Exercise — Pick out every line below that contains the string "building", treating uppercase and lowercase as different.

Part of a data file
—————
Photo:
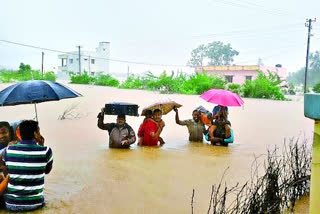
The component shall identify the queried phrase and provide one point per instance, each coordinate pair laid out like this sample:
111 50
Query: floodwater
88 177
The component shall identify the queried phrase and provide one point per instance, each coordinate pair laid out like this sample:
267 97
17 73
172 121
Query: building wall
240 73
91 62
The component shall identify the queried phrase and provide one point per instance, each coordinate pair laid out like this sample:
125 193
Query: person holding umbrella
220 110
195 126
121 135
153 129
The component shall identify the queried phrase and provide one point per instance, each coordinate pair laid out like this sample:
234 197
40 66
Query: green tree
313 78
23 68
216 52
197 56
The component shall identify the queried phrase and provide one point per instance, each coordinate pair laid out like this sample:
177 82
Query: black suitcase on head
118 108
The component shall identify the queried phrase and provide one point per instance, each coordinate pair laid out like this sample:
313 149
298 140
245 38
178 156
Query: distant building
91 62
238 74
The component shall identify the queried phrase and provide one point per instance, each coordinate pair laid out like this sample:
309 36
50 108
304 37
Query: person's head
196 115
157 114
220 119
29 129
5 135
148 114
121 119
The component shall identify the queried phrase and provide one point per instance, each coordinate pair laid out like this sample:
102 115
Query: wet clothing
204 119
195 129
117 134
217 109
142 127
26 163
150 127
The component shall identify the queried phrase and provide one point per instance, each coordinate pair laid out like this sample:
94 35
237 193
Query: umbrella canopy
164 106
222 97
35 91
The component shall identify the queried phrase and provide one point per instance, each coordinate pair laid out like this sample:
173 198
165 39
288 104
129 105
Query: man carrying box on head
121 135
—————
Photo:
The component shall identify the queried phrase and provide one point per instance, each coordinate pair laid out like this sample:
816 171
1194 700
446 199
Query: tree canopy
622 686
—————
Answer to this task —
Query: building wall
Query: distant building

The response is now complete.